EXERCISE OBJECTIVE: Only the lines from the one containing "job: provide the outline of every instance of the rivet" to the end of the entries should be written out, each exactly as it stands, both ends included.

DATASET EXTRACT:
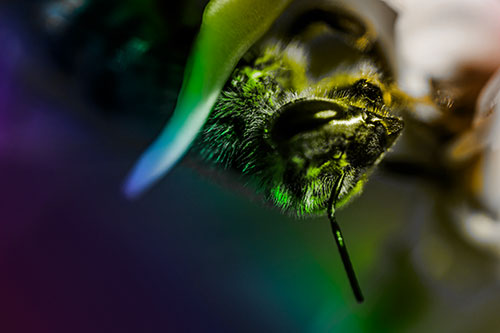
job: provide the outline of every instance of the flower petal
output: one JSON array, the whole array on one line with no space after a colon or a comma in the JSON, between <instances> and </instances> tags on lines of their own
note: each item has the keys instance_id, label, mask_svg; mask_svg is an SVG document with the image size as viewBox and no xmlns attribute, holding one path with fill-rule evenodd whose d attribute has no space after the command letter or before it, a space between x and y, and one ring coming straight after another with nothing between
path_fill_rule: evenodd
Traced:
<instances>
[{"instance_id":1,"label":"flower petal","mask_svg":"<svg viewBox=\"0 0 500 333\"><path fill-rule=\"evenodd\" d=\"M172 118L132 170L128 197L149 188L184 155L243 54L291 0L212 0L186 66Z\"/></svg>"}]
</instances>

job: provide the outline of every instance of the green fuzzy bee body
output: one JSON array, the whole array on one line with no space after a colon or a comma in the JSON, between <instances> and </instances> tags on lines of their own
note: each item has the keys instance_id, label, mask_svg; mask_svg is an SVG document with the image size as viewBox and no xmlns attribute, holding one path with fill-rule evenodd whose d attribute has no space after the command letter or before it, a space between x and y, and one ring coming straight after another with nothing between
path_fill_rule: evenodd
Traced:
<instances>
[{"instance_id":1,"label":"green fuzzy bee body","mask_svg":"<svg viewBox=\"0 0 500 333\"><path fill-rule=\"evenodd\" d=\"M392 125L384 125L381 139L386 140L391 131L397 137L402 122L391 113L404 106L402 95L366 59L316 78L308 74L307 54L299 44L271 43L261 46L257 54L250 61L244 59L233 72L195 150L206 161L240 174L267 201L296 216L324 213L342 173L345 181L337 202L342 206L361 192L373 166L393 144L392 139L366 144L374 130L364 126L363 114L392 119ZM288 127L313 124L280 142L273 137L275 132L289 128L277 130L279 119L294 112L289 118L301 117L300 111L283 110L300 103L326 103L326 107L321 112L305 111L303 121L289 120ZM343 119L330 117L334 111L328 103L344 110L339 111ZM309 119L313 113L314 119ZM358 142L366 150L350 155L349 142Z\"/></svg>"}]
</instances>

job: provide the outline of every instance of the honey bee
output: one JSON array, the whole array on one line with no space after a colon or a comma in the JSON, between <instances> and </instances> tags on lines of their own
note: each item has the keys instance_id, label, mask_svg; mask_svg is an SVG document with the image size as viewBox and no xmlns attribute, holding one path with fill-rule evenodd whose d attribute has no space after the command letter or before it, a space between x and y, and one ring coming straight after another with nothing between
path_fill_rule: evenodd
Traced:
<instances>
[{"instance_id":1,"label":"honey bee","mask_svg":"<svg viewBox=\"0 0 500 333\"><path fill-rule=\"evenodd\" d=\"M192 116L199 127L191 135L192 150L209 165L235 172L284 213L327 213L361 302L334 212L361 192L400 136L408 100L393 82L373 26L362 18L324 1L296 1L285 13L245 50L215 98L207 97L214 101L206 119ZM132 195L178 158L166 150L184 149L185 143L169 143L176 140L172 126L133 171L127 187ZM142 177L147 181L137 186Z\"/></svg>"},{"instance_id":2,"label":"honey bee","mask_svg":"<svg viewBox=\"0 0 500 333\"><path fill-rule=\"evenodd\" d=\"M125 193L140 195L190 148L285 214L326 214L362 301L335 211L396 143L409 105L374 3L210 1L174 114Z\"/></svg>"}]
</instances>

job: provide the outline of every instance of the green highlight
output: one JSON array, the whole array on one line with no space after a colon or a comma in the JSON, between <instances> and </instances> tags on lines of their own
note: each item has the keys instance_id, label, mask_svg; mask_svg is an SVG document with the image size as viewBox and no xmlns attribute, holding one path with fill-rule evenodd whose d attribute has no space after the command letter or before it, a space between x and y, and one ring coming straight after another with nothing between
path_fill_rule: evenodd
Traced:
<instances>
[{"instance_id":1,"label":"green highlight","mask_svg":"<svg viewBox=\"0 0 500 333\"><path fill-rule=\"evenodd\" d=\"M337 236L337 240L339 241L339 245L344 246L344 239L342 238L342 234L340 233L340 231L337 230L337 232L335 233L335 236Z\"/></svg>"}]
</instances>

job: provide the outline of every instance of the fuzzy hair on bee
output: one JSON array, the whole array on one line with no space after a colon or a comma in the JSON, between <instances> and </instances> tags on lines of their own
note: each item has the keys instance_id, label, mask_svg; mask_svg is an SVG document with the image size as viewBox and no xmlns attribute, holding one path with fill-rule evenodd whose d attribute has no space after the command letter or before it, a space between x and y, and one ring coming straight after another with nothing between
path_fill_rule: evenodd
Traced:
<instances>
[{"instance_id":1,"label":"fuzzy hair on bee","mask_svg":"<svg viewBox=\"0 0 500 333\"><path fill-rule=\"evenodd\" d=\"M194 148L294 216L323 213L341 173L339 206L358 195L399 135L395 111L405 106L373 60L339 64L319 78L309 62L297 41L272 40L249 52Z\"/></svg>"}]
</instances>

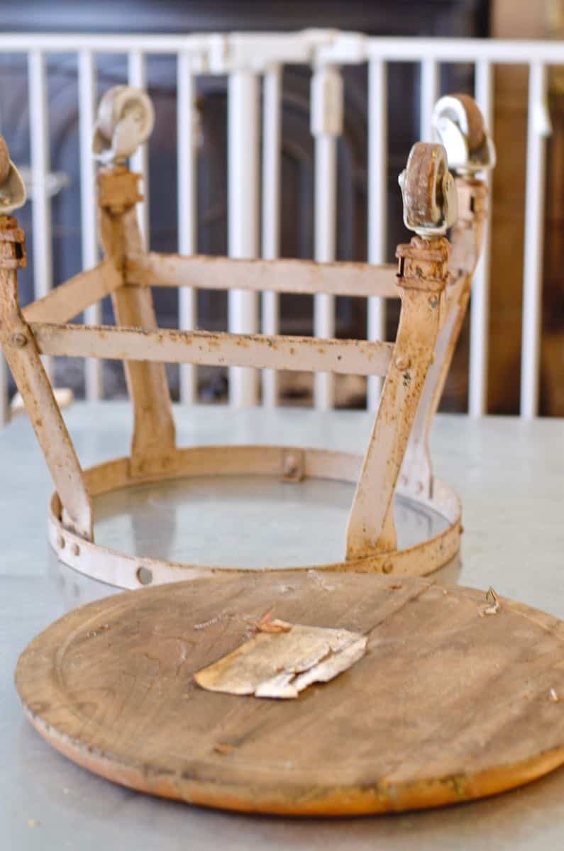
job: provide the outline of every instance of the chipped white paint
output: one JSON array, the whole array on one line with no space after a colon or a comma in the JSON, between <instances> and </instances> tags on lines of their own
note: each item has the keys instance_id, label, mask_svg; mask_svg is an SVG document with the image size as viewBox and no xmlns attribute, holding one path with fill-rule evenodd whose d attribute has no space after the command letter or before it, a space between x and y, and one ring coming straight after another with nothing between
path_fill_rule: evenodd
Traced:
<instances>
[{"instance_id":1,"label":"chipped white paint","mask_svg":"<svg viewBox=\"0 0 564 851\"><path fill-rule=\"evenodd\" d=\"M272 620L233 653L199 671L208 691L291 699L314 683L328 683L366 652L365 636L348 630Z\"/></svg>"}]
</instances>

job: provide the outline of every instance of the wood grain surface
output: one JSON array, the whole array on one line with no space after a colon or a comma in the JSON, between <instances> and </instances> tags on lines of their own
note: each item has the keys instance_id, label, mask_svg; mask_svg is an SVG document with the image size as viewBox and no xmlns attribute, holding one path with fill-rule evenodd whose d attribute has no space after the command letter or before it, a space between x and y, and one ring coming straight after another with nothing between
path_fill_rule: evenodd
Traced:
<instances>
[{"instance_id":1,"label":"wood grain surface","mask_svg":"<svg viewBox=\"0 0 564 851\"><path fill-rule=\"evenodd\" d=\"M564 625L414 577L221 575L66 615L21 654L26 714L74 762L193 803L302 815L468 801L564 762ZM200 688L268 613L368 636L295 700Z\"/></svg>"}]
</instances>

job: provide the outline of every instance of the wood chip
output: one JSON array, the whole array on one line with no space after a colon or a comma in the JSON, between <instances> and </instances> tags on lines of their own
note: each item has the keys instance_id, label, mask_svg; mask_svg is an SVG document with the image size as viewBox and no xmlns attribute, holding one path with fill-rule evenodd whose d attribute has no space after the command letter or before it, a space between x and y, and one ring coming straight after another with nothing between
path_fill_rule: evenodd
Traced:
<instances>
[{"instance_id":1,"label":"wood chip","mask_svg":"<svg viewBox=\"0 0 564 851\"><path fill-rule=\"evenodd\" d=\"M195 675L208 691L296 698L314 683L328 683L366 651L366 637L348 630L289 624L265 616L257 633Z\"/></svg>"}]
</instances>

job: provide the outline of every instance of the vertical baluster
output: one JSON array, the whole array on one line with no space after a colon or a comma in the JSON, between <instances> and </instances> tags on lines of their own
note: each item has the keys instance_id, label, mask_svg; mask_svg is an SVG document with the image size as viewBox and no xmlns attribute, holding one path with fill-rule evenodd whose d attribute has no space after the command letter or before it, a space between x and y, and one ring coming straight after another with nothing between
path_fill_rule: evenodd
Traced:
<instances>
[{"instance_id":1,"label":"vertical baluster","mask_svg":"<svg viewBox=\"0 0 564 851\"><path fill-rule=\"evenodd\" d=\"M192 56L187 51L178 55L177 66L178 126L178 250L181 254L196 252L198 171L196 157L196 79ZM190 330L198 325L198 294L192 287L178 293L179 327ZM184 403L198 398L197 368L191 363L180 367L180 397Z\"/></svg>"},{"instance_id":2,"label":"vertical baluster","mask_svg":"<svg viewBox=\"0 0 564 851\"><path fill-rule=\"evenodd\" d=\"M2 122L0 121L0 133L2 132ZM8 366L6 358L0 351L0 426L6 426L9 421L9 404L8 390Z\"/></svg>"},{"instance_id":3,"label":"vertical baluster","mask_svg":"<svg viewBox=\"0 0 564 851\"><path fill-rule=\"evenodd\" d=\"M228 83L228 248L231 257L252 258L258 252L258 78L248 69L229 75ZM254 334L257 327L256 293L229 291L229 330ZM256 403L256 371L229 370L229 399L237 407Z\"/></svg>"},{"instance_id":4,"label":"vertical baluster","mask_svg":"<svg viewBox=\"0 0 564 851\"><path fill-rule=\"evenodd\" d=\"M53 286L53 245L51 204L47 191L49 171L49 119L47 114L47 69L40 50L28 54L29 111L33 117L31 128L32 181L33 185L32 228L33 241L33 283L36 299L43 298ZM43 358L47 374L51 360Z\"/></svg>"},{"instance_id":5,"label":"vertical baluster","mask_svg":"<svg viewBox=\"0 0 564 851\"><path fill-rule=\"evenodd\" d=\"M383 60L368 65L368 262L385 263L388 225L388 73ZM384 340L386 300L368 299L368 340ZM376 410L382 379L371 375L367 406Z\"/></svg>"},{"instance_id":6,"label":"vertical baluster","mask_svg":"<svg viewBox=\"0 0 564 851\"><path fill-rule=\"evenodd\" d=\"M525 192L525 256L523 261L523 331L521 362L521 415L527 420L538 411L538 372L544 238L546 67L533 62L529 69Z\"/></svg>"},{"instance_id":7,"label":"vertical baluster","mask_svg":"<svg viewBox=\"0 0 564 851\"><path fill-rule=\"evenodd\" d=\"M481 60L475 66L475 99L486 126L493 120L492 66ZM489 210L484 227L481 255L472 283L470 300L470 364L468 409L470 416L481 417L487 413L487 355L490 320L490 254L492 232L492 174L484 178L489 187Z\"/></svg>"},{"instance_id":8,"label":"vertical baluster","mask_svg":"<svg viewBox=\"0 0 564 851\"><path fill-rule=\"evenodd\" d=\"M96 234L95 166L92 157L92 135L95 114L96 85L95 57L91 50L78 54L78 133L80 144L80 212L83 268L90 269L98 261ZM101 321L101 305L92 305L84 311L89 324ZM86 398L103 396L102 362L88 358L84 362Z\"/></svg>"},{"instance_id":9,"label":"vertical baluster","mask_svg":"<svg viewBox=\"0 0 564 851\"><path fill-rule=\"evenodd\" d=\"M342 77L332 66L317 68L312 77L312 134L315 138L314 257L335 260L337 237L337 140L342 132ZM314 300L314 334L335 336L335 296L326 293ZM330 373L315 375L315 408L327 410L334 403L334 381Z\"/></svg>"},{"instance_id":10,"label":"vertical baluster","mask_svg":"<svg viewBox=\"0 0 564 851\"><path fill-rule=\"evenodd\" d=\"M147 60L141 50L132 50L128 55L128 77L130 86L147 89ZM149 236L149 146L148 141L141 145L131 157L132 171L141 175L141 193L144 200L137 205L139 226L146 248L150 244Z\"/></svg>"},{"instance_id":11,"label":"vertical baluster","mask_svg":"<svg viewBox=\"0 0 564 851\"><path fill-rule=\"evenodd\" d=\"M279 253L281 86L279 65L264 75L262 107L262 256L274 260ZM262 333L279 333L279 294L262 294ZM278 403L278 373L262 370L262 403L269 408Z\"/></svg>"},{"instance_id":12,"label":"vertical baluster","mask_svg":"<svg viewBox=\"0 0 564 851\"><path fill-rule=\"evenodd\" d=\"M421 63L419 139L433 141L433 108L439 96L439 65L436 60L424 59Z\"/></svg>"}]
</instances>

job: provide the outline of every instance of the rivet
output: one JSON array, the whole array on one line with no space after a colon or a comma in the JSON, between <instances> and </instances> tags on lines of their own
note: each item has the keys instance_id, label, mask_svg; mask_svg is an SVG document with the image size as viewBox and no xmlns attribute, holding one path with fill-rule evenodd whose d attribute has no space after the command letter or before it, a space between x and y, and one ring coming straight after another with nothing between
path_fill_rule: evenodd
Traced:
<instances>
[{"instance_id":1,"label":"rivet","mask_svg":"<svg viewBox=\"0 0 564 851\"><path fill-rule=\"evenodd\" d=\"M25 334L12 334L12 343L19 349L23 349L24 346L27 344L27 337Z\"/></svg>"},{"instance_id":2,"label":"rivet","mask_svg":"<svg viewBox=\"0 0 564 851\"><path fill-rule=\"evenodd\" d=\"M151 585L153 582L153 571L148 568L137 568L136 576L140 585Z\"/></svg>"}]
</instances>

CORRECT OUTPUT:
job: provide the outline of every instance of the rivet
output: one JSON array, the whole array on one line with no space after a colon or a comma in the JSON, between <instances> and </instances> tags on lines of their own
note: each item has the keys instance_id, label, mask_svg; mask_svg is an SVG document with the image size as viewBox and no xmlns attribute, holding one path with fill-rule evenodd whose d attribute has no space after the command letter or before it, a space between x and y, and one ring coming straight after another with nothing between
path_fill_rule: evenodd
Traced:
<instances>
[{"instance_id":1,"label":"rivet","mask_svg":"<svg viewBox=\"0 0 564 851\"><path fill-rule=\"evenodd\" d=\"M25 334L12 334L12 343L19 349L23 349L24 346L27 344L27 337Z\"/></svg>"},{"instance_id":2,"label":"rivet","mask_svg":"<svg viewBox=\"0 0 564 851\"><path fill-rule=\"evenodd\" d=\"M151 585L153 582L153 571L148 568L137 568L136 576L140 585Z\"/></svg>"}]
</instances>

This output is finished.